• **Textabschnitt**:
◆ ◆ ◆ ◆

Aber was sollten eigentlich die Europäer tun?

Europa hat sich mit dem Lissabon-Vertrag viel Zeit gelassen, und wir brauchen jetzt auch wiederum viel Zeit, um die Staatsschuldenkrise anzugehen. Die politische Aufmerksamkeit sollte dann aber auch wieder der Gemeinsamen Außen- und Sicherheitspolitik der Europäischen Union zur Verfügung stehen. Da kann es durchaus heilsam sein, wenn man in der Europäischen Union den Druck der Verhältnisse spürt und man gedanklich nicht immer noch das Netz oder den doppelten Boden USA dabei hat.

Wäre ein in außen- und sicherheitspolitischen Fragen entschlossen und gemeinsam auftretendes Europa letztendlich nicht eine Konkurrenz zu den USA?

Es wäre kein Konkurrent, sondern ein wirksamerer Partner. In Fragen der Sicherheitspolitik haben die USA und Europa ein gleichgerichtetes Interesse, nämlich Krisen vorzubeugen und Konflikte in der Welt zu verhindern. Das sind die generellen Linien und da sehe ich nicht, dass wir in eine Konkurrenzsituation kommen könnten. Natürlich sind die USA, so wie das Madeleine Albright, die frühere US-Außenministerin, jetzt nochmals gesagt hat, die „unverzichtbare Nation“, weil ohne sie kaum ein Konflikt dieser Welt gelöst werden kann. Aber sie sind eben schon länger nicht mehr in der Lage diese Konflikte allein zu lösen. Deshalb wird auch für die Amerikaner an einer multilateral eingebetteten Vorgehensweise kein Weg vorbeiführen.

Präsident Obama hat das Ziel einer atomwaffenfreien Zone ausgegeben. Im Sommer hat die Nato allerdings beschlossen, das Atomwaffenarsenal in Europa zu modernisieren. Wie passt das zusammen?

Es war von vorneherein klar, das dieses Ziel nicht heute und nicht morgen zu erreichen ist. In der Zwischenzeit ist es notwendig, sich zum bestehenden Arsenal zu verhalten. Da gibt es auch aus technischen Gründen Modernisierungsbedarf, allein um Sicherheitsanforderungen zu entsprechen. Man darf das Ziel einer atomwaffenfreie Welt nicht damit verwechseln, ab heute wird kein Cent mehr in Nuklearwaffen gesteckt wird. Das hat Obama so auch nicht formuliert.

Im Wahlkampf zeichneten Berichte aus den USA das Bild einer angeschlagenen Nation. Können die USA noch glaubhaft eine Führungsrolle einnehmen?

◆ ◆ ◆ ◆

• **Ziel**: Führe das Interview zur Außen- und Sicherheitspolitik Europas und der USA im Anschluss an die Frage nach der Führungsrolle der USA weiter. Das Material im Anschluss steht für sich allein.

• **Ausgelesene Einträge**:
◆ ◆ ◆ ◆

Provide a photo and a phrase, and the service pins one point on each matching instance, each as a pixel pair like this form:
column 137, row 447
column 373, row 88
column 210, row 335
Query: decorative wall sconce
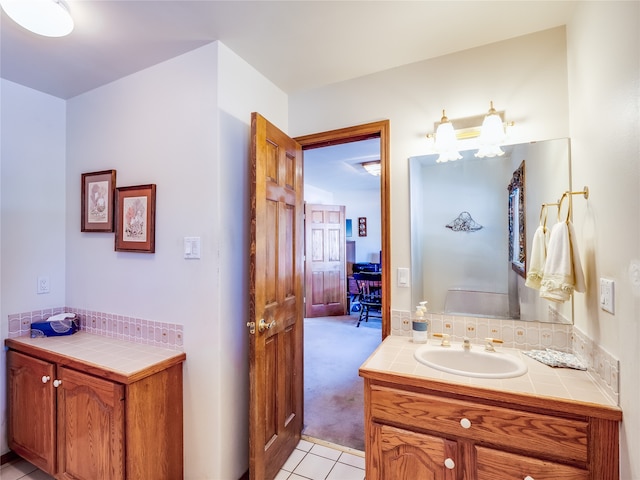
column 489, row 129
column 491, row 135
column 372, row 167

◆ ◆ ◆ ◆

• **Gelöste Aufgabe**:
Es gibt immer Punkte, auf denen man das Szenario eines „Niedergangs des Westens“ aufbauen kann. Jeder weiß, dass zum Beispiel die Infrastruktur in den USA dringend große Investitionen benötigt, was nicht zuletzt Hurrikan „Sandy“ gezeigt hat. Was in solchen Szenarien aber immer ausgeblendet wird, ist die Tatsache, dass Europa in den nächsten 30 Jahren 100 Millionen Einwohner verlieren wird, während die Amerikaner 100 Millionen Einwohner gewinnen werden. Die USA sind eine wachsende Nation. Und sie sind weiterhin so attraktiv, dass zum Beispiel 800.000 der klügsten Köpfe aus aller Welt zum Studium an US-Universitäten kommen und durch eine kluge Politik auch dazu bewegt werden, nach dem Abschluss zu bleiben. Die Amerikaner bleiben für die nächsten Jahrzehnte Weltmacht Nummer eins – mit einem beträchtlichen Abstand vor allen anderen.

Werden die Vereinigten Staaten in dieser Rolle nicht von China verdrängt?

Man muss sich die Herausforderungen anschauen, vor denen China steht. Dort hat man aufgrund der Ein-Kind-Politik ein riesiges demographisches Problem, große Energie- und Umweltprobleme und vor allem nach wie vor ein politisches System mit einem rigiden Ein-Parteien-Herrschafts- und Kontrollverständnis. Dieses System passt zunehmend schlechter zum herrschenden Wirtschaftssystem und zur wachsenden Ungleichheit. Wir haben ein großes Interesse daran, dass China mit seinen Herausforderungen fertig und in die Weltwirtschaft integriert wird. Aber in der jetzigen Verfassung würde sich China niemand ernsthaft als Weltführungsmacht wünschen. Ich jedenfalls nicht. 

Was sind die größten außenpolitischen Herausforderungen in Obamas zweiter Amtszeit?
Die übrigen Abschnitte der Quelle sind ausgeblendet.